# What you are asked to do:
Pictures are to be left out; otherwise, copy exactly the lines from the line containing "the tree trunk" through the end of the data.
╭─ Entries shown
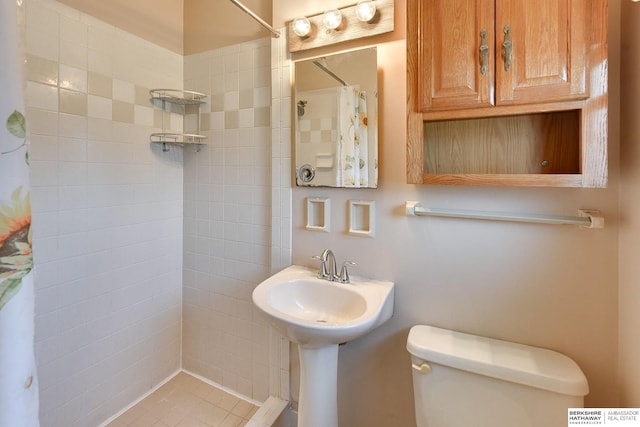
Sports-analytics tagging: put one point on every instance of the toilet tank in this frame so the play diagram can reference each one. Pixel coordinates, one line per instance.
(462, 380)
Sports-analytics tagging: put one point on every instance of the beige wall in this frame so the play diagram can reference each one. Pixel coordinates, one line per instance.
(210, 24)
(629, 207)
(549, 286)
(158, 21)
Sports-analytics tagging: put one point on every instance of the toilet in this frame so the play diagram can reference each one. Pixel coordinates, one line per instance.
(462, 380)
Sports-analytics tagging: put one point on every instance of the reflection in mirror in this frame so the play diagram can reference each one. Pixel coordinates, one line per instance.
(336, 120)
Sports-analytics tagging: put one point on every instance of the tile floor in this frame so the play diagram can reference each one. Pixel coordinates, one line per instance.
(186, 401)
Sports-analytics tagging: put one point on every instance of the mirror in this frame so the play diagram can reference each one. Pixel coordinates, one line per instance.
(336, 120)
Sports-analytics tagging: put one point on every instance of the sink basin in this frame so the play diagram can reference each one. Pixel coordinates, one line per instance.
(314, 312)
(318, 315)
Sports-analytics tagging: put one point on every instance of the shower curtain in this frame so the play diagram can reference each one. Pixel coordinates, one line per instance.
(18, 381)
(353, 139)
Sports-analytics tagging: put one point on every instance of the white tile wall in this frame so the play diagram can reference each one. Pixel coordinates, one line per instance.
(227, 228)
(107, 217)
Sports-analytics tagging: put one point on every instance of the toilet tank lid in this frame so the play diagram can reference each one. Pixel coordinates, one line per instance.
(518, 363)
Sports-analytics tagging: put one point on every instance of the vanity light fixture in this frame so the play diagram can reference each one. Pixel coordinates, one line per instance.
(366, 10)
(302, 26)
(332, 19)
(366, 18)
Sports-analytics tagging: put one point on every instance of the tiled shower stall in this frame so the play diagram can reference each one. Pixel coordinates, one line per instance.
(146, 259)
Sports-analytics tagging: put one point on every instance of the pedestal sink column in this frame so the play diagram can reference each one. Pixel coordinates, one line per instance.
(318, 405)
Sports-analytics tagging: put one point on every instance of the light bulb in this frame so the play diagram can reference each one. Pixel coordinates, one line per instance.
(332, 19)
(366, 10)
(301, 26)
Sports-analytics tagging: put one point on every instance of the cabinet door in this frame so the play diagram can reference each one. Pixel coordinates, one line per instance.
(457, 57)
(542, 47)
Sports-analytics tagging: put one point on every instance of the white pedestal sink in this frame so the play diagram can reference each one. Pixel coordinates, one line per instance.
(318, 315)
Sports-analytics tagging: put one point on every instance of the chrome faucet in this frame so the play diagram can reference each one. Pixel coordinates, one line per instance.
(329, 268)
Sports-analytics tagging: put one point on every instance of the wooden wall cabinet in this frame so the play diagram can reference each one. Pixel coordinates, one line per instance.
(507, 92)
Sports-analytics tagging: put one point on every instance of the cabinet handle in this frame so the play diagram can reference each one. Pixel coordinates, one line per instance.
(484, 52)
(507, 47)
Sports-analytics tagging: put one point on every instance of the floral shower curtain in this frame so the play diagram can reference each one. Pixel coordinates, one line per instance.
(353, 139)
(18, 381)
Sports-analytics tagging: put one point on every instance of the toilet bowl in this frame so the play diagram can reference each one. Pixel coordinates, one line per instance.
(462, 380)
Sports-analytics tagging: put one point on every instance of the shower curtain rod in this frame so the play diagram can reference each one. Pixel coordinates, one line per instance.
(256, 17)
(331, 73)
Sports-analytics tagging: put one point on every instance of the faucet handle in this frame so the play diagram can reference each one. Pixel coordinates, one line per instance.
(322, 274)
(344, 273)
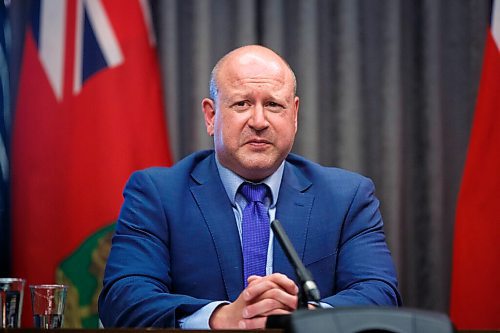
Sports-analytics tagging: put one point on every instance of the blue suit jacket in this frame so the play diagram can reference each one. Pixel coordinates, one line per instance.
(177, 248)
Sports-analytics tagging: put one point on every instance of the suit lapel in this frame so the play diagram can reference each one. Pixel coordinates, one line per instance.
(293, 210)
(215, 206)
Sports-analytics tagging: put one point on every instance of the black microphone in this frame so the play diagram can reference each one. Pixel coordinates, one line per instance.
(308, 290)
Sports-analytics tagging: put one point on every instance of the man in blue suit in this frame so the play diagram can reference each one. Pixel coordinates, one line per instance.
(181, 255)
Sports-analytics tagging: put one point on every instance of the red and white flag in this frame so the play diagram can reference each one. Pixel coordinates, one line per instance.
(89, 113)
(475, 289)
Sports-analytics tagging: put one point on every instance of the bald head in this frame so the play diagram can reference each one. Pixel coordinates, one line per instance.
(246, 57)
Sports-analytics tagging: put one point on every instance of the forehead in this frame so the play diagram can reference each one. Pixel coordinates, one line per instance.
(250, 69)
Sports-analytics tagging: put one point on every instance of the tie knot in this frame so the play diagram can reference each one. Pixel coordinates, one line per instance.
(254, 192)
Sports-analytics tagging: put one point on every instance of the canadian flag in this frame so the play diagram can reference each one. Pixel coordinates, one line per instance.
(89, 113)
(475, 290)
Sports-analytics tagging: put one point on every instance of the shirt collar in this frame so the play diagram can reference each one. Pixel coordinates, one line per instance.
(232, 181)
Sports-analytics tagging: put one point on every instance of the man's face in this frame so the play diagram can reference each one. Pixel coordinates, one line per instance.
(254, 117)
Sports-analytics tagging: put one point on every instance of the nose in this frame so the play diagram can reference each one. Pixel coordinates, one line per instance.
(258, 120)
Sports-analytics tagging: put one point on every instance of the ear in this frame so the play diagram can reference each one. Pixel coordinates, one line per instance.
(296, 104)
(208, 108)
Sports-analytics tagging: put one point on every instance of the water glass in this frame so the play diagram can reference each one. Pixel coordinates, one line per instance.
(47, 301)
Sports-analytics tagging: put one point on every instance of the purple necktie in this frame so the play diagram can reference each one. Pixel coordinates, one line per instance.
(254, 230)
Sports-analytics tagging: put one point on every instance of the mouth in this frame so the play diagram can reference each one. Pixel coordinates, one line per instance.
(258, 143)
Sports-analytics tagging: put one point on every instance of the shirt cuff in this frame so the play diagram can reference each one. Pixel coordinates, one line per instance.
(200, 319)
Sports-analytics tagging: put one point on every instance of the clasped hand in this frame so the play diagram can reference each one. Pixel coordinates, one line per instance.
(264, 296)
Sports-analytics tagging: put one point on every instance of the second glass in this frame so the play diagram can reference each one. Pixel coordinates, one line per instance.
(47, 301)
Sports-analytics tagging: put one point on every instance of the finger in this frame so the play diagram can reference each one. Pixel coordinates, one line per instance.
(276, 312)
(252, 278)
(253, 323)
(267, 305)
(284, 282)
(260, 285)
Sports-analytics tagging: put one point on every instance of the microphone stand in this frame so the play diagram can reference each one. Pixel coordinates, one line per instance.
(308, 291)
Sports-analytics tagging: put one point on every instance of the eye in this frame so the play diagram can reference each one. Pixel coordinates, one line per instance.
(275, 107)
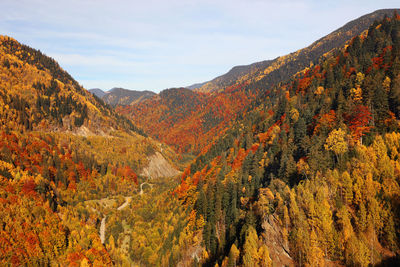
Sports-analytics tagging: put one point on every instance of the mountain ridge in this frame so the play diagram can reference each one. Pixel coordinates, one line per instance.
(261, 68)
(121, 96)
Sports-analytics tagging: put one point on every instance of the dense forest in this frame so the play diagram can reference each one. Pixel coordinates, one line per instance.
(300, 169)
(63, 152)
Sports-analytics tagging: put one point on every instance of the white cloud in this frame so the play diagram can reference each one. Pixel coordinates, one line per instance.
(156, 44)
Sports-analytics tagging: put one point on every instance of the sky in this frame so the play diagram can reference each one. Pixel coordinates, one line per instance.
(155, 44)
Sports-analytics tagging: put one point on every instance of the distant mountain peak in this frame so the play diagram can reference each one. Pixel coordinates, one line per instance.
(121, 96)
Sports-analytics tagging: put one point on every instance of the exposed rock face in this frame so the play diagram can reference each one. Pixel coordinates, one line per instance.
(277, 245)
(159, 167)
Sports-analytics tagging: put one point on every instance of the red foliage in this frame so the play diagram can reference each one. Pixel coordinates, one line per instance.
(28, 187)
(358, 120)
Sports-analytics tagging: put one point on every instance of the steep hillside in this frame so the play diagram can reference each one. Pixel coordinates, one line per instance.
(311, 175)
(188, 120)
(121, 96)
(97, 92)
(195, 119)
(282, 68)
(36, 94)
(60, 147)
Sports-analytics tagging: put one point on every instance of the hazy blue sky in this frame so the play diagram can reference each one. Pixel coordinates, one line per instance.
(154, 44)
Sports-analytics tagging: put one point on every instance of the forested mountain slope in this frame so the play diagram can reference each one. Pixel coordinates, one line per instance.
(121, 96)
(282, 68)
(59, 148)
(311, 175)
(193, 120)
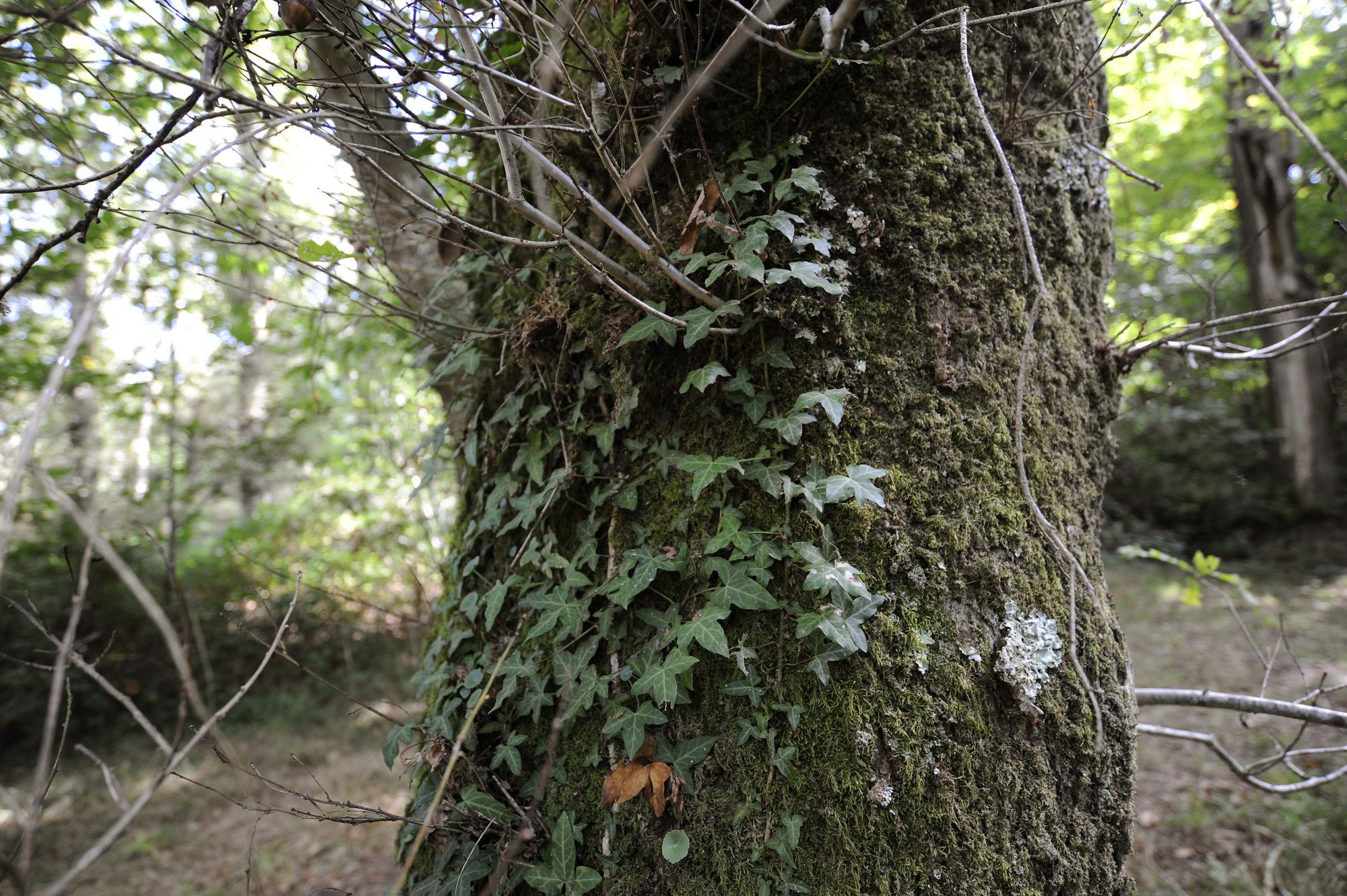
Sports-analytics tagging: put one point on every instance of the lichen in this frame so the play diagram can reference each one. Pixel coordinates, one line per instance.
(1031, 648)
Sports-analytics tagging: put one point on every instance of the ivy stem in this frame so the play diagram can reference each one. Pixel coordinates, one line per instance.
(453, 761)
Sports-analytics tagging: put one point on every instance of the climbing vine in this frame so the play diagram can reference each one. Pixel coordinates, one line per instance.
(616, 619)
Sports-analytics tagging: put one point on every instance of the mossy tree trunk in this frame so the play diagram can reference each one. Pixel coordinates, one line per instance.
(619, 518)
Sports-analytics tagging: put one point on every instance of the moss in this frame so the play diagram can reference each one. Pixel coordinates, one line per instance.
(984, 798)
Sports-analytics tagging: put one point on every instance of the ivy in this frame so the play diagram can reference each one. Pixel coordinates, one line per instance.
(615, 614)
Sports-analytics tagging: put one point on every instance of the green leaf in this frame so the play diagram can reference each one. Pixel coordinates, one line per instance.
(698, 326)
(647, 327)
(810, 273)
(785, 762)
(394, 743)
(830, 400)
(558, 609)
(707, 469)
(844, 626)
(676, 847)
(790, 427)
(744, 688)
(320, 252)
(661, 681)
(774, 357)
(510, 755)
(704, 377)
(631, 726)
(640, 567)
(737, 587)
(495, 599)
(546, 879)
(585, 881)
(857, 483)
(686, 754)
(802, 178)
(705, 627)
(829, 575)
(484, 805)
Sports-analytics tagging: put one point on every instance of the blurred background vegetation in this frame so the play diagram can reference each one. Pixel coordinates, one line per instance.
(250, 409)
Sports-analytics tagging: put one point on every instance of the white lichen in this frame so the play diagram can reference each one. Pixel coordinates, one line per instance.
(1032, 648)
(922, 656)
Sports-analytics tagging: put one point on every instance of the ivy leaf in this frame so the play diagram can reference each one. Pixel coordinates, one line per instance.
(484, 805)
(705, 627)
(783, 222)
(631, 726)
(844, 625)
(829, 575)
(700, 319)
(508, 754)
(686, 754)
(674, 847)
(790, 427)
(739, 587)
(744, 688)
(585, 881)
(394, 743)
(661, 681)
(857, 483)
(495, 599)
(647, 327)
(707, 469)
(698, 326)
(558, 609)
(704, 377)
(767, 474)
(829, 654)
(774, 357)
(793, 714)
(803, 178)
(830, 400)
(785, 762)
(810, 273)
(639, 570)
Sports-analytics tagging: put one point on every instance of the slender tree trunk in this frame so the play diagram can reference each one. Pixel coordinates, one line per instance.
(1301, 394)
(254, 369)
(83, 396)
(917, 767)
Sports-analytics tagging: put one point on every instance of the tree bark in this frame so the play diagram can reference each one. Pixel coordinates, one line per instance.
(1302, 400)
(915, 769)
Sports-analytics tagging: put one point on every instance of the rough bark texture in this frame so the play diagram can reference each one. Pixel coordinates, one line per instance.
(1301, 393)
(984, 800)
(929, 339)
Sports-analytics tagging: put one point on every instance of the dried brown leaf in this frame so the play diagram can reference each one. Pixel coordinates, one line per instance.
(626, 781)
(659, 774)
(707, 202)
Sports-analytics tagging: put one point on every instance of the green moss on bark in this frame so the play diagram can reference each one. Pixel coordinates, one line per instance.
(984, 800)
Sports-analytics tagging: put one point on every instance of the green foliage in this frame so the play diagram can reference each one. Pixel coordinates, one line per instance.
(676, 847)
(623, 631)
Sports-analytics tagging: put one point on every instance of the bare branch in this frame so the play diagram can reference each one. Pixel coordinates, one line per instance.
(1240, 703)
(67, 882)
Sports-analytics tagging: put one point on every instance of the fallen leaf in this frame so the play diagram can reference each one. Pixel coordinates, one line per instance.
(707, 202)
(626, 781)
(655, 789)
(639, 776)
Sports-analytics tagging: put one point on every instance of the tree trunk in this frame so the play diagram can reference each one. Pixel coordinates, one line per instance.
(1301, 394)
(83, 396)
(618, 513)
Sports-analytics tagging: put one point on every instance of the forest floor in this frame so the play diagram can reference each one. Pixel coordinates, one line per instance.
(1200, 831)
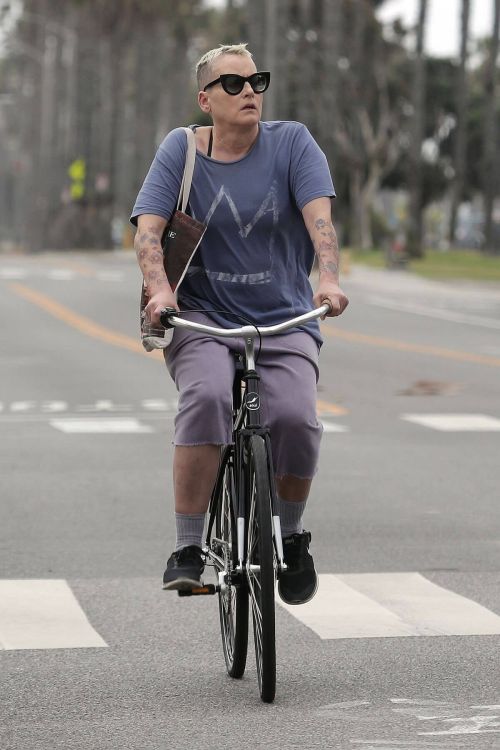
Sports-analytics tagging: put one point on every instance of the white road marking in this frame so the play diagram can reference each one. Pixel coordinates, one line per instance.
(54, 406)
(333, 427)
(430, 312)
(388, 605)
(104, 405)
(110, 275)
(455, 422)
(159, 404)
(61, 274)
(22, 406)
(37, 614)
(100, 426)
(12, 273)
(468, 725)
╰─
# The output:
Sports-analytics tagging: put one point on every instance of the tree trunk in this frame so the play diagram can reference each one. Pixel coordinates, one line per instance.
(1301, 394)
(83, 396)
(618, 513)
Sports-analytics tagging: put one point on every instance of the forest floor in this frame so the play diagram can reference each one. Pixel coordinates, one line per instance.
(1200, 831)
Sports-analytics tagging: put one point on every instance of the white road marking in this frame so the play diagram can reference each one. Pixel coordinates, one line per instance.
(54, 406)
(333, 427)
(430, 312)
(388, 605)
(104, 405)
(110, 275)
(455, 422)
(159, 404)
(61, 274)
(22, 406)
(37, 614)
(100, 426)
(12, 273)
(468, 725)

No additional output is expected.